Available data

↓

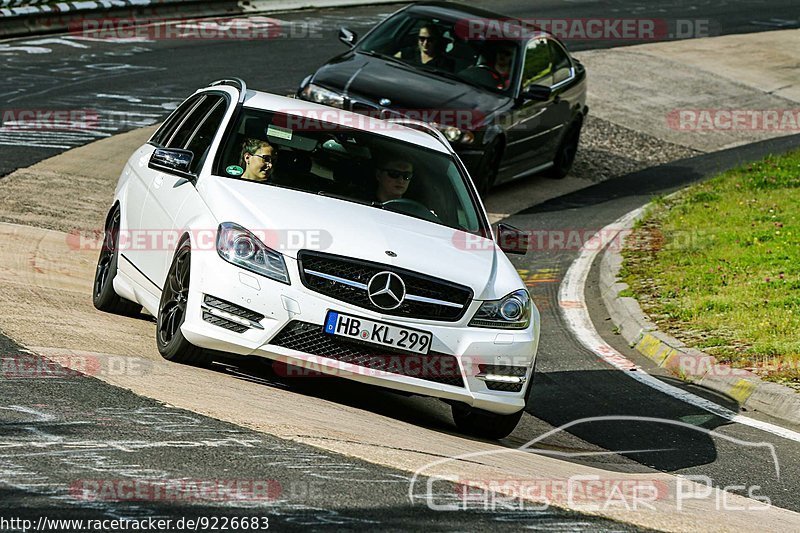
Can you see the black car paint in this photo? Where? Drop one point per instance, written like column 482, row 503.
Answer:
column 525, row 132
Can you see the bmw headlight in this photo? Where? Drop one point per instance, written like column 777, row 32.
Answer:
column 511, row 312
column 320, row 95
column 238, row 246
column 453, row 134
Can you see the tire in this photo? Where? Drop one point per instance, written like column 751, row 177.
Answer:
column 567, row 150
column 487, row 172
column 172, row 345
column 103, row 296
column 483, row 424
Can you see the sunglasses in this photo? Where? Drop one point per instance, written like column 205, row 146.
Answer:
column 398, row 174
column 268, row 159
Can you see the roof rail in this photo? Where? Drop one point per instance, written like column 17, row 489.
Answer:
column 423, row 127
column 235, row 82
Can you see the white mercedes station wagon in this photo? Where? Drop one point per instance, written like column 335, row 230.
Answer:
column 264, row 226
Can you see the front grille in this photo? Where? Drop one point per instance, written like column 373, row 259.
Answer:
column 211, row 302
column 309, row 338
column 361, row 272
column 504, row 370
column 233, row 309
column 223, row 323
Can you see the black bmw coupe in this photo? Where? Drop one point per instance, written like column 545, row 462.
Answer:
column 508, row 96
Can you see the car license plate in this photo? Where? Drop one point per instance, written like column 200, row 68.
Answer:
column 379, row 333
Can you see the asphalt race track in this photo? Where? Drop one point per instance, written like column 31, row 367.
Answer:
column 88, row 430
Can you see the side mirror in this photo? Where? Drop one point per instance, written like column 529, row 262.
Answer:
column 512, row 240
column 173, row 161
column 347, row 36
column 539, row 93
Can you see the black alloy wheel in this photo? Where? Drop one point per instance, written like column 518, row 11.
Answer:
column 172, row 309
column 103, row 296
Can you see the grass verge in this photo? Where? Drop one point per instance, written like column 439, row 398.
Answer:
column 718, row 267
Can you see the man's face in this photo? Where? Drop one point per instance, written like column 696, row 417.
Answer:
column 504, row 56
column 392, row 182
column 427, row 44
column 257, row 167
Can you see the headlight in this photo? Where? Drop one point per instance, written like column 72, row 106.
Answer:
column 511, row 312
column 454, row 134
column 320, row 95
column 238, row 246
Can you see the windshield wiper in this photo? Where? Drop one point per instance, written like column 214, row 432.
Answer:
column 393, row 59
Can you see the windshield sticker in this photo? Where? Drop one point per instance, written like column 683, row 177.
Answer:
column 280, row 133
column 235, row 170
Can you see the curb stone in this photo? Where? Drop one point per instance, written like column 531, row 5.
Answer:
column 688, row 364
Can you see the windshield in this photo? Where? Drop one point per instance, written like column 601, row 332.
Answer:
column 446, row 48
column 317, row 157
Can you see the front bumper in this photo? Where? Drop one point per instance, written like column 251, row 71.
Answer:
column 285, row 306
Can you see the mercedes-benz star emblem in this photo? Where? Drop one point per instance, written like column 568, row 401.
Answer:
column 386, row 290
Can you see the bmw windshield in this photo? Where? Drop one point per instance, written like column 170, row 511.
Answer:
column 446, row 48
column 318, row 157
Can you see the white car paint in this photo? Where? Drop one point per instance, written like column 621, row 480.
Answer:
column 158, row 202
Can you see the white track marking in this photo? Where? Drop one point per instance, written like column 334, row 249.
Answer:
column 573, row 306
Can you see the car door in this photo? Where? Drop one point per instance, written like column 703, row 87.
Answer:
column 168, row 192
column 134, row 242
column 533, row 125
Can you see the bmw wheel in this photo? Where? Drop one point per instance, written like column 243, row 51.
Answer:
column 172, row 345
column 480, row 423
column 567, row 151
column 103, row 296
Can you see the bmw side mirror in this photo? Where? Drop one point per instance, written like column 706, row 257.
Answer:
column 173, row 161
column 348, row 37
column 512, row 240
column 539, row 93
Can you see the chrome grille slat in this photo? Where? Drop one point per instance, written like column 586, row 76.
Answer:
column 346, row 279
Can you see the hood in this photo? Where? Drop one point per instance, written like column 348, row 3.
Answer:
column 372, row 79
column 289, row 221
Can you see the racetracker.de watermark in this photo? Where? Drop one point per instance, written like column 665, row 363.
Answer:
column 220, row 29
column 586, row 29
column 161, row 240
column 728, row 119
column 176, row 490
column 335, row 119
column 61, row 366
column 44, row 119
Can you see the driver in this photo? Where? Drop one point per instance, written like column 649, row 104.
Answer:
column 429, row 51
column 393, row 176
column 258, row 160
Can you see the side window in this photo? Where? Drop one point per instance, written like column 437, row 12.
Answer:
column 538, row 68
column 562, row 65
column 191, row 122
column 168, row 127
column 200, row 142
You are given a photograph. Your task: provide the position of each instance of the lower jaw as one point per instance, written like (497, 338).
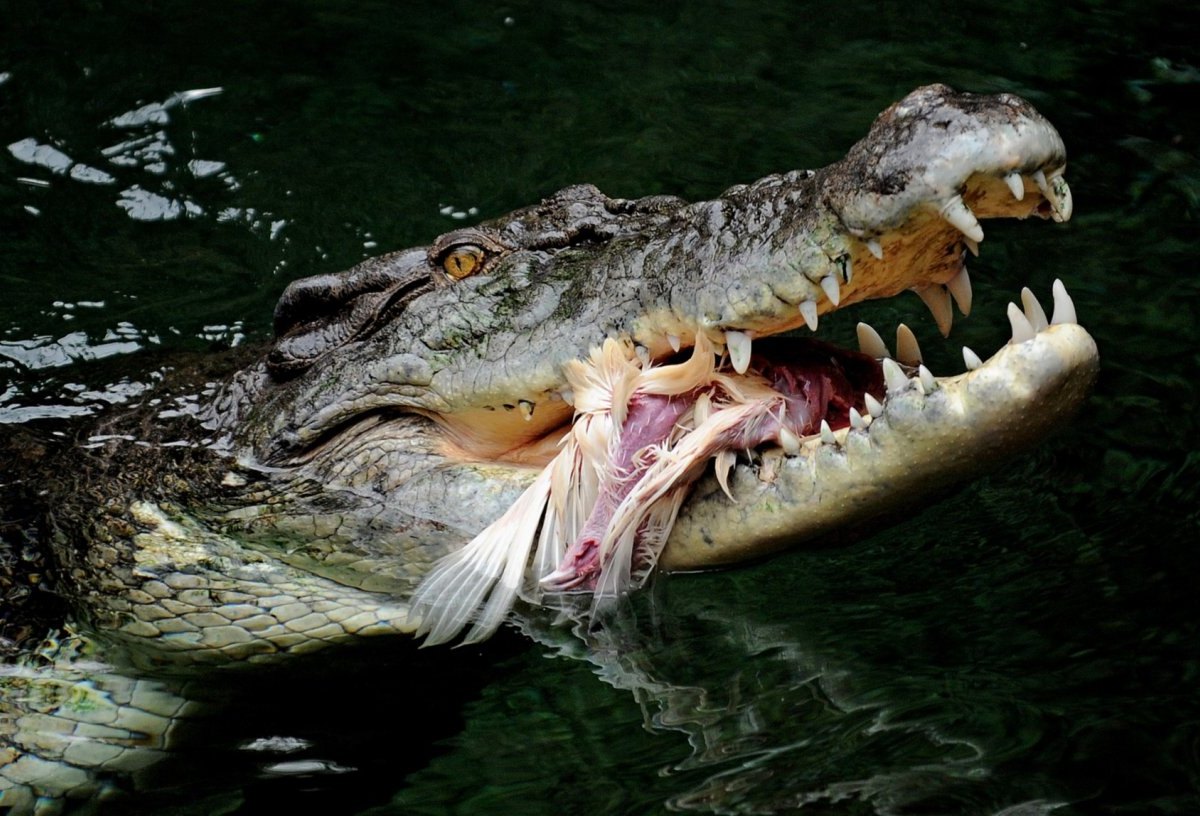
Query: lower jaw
(922, 441)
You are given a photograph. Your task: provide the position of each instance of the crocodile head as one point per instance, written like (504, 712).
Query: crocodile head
(449, 395)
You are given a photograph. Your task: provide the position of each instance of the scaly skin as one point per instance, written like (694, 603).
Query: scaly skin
(401, 409)
(408, 402)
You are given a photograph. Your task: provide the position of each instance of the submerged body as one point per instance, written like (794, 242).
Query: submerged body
(531, 406)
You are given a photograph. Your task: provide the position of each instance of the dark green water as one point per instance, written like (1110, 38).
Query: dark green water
(1026, 646)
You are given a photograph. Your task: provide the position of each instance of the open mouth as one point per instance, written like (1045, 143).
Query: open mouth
(647, 471)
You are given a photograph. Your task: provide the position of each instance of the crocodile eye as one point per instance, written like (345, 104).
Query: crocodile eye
(462, 261)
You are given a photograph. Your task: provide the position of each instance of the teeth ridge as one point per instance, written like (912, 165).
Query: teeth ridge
(833, 292)
(959, 215)
(893, 376)
(739, 346)
(937, 299)
(827, 433)
(1063, 306)
(789, 442)
(856, 420)
(1023, 329)
(869, 341)
(960, 291)
(1033, 310)
(1017, 185)
(809, 312)
(971, 359)
(907, 348)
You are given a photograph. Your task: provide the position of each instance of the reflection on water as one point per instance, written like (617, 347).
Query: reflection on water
(1025, 646)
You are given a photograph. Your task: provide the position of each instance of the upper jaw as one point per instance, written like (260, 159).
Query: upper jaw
(925, 150)
(893, 215)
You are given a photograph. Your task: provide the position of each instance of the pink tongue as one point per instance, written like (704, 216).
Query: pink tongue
(809, 389)
(649, 421)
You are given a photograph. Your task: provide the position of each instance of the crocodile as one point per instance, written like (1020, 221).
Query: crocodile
(556, 403)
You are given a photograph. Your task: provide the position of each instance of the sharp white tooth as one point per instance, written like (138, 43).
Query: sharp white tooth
(789, 442)
(895, 378)
(874, 407)
(1063, 202)
(833, 292)
(907, 348)
(738, 343)
(721, 465)
(827, 435)
(1063, 306)
(1039, 179)
(1017, 185)
(809, 312)
(960, 216)
(960, 289)
(937, 299)
(1033, 310)
(971, 359)
(1023, 329)
(869, 342)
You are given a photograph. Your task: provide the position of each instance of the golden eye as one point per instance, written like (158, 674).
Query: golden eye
(462, 261)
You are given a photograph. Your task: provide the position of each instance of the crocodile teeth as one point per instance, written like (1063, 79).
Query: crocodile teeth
(960, 289)
(809, 312)
(1017, 185)
(907, 348)
(789, 442)
(960, 216)
(721, 466)
(827, 433)
(738, 342)
(1023, 329)
(894, 377)
(971, 359)
(833, 292)
(874, 407)
(1033, 310)
(937, 299)
(1063, 306)
(869, 341)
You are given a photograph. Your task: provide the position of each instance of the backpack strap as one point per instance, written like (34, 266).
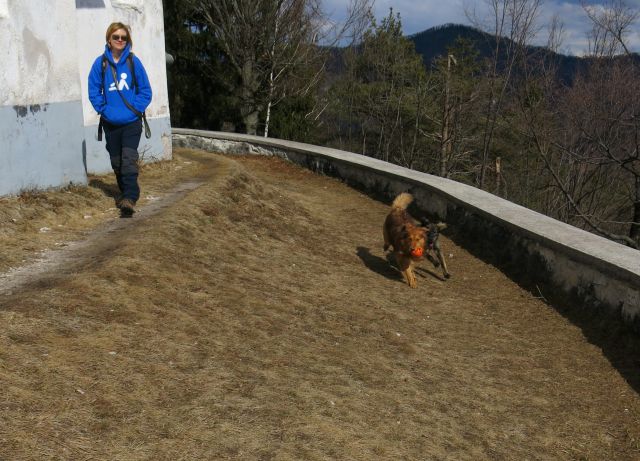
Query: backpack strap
(134, 85)
(141, 115)
(132, 70)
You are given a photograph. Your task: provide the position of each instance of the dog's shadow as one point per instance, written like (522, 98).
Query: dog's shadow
(387, 266)
(383, 266)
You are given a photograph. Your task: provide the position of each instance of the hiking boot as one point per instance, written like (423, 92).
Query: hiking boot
(126, 206)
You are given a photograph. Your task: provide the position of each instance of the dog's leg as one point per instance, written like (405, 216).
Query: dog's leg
(387, 240)
(405, 265)
(438, 252)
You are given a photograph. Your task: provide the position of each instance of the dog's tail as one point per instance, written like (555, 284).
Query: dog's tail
(402, 201)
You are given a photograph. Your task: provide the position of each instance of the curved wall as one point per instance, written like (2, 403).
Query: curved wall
(560, 260)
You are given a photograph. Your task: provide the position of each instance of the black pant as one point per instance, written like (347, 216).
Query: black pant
(122, 145)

↑

Exercise
Give again the lines from the line that contains "like (34, 266)." through the last line of the material above, exactly and with both ends included. Omit the pictures.

Task answer
You are given a photograph. Your task: provide the position of each instance of the backpack strap as one point per instance, written like (34, 266).
Query: backpack strap
(134, 85)
(141, 115)
(132, 70)
You are given a photograph. Your task: provide the position of each instance of the dog's shadow as one point per instance, written like (522, 98).
Query: dog's shadow
(387, 266)
(383, 266)
You are given a photograph. Your task: provide the position of each instance of the hiking boot as one point per instance, written like (423, 92).
Query: hiking boot
(126, 206)
You are given a photograph. Your task: provide the position of each instance of the dog's leg as one point per instance, written like (405, 216).
Query: dog's leg
(387, 240)
(405, 265)
(438, 252)
You are given a photograph. Your task: provide the position of each instance of the dog's tail as one point per instance, written like (555, 284).
Query: dog's tail
(402, 201)
You are given a photograph. Your task: provide the position of each instance of the curved wall as one point per instance, written like (2, 403).
Query: curved wall
(560, 260)
You are given a photograph. Your task: provide the position of each instance of the black pant as one point per instance, written like (347, 216).
Query: black pant
(122, 145)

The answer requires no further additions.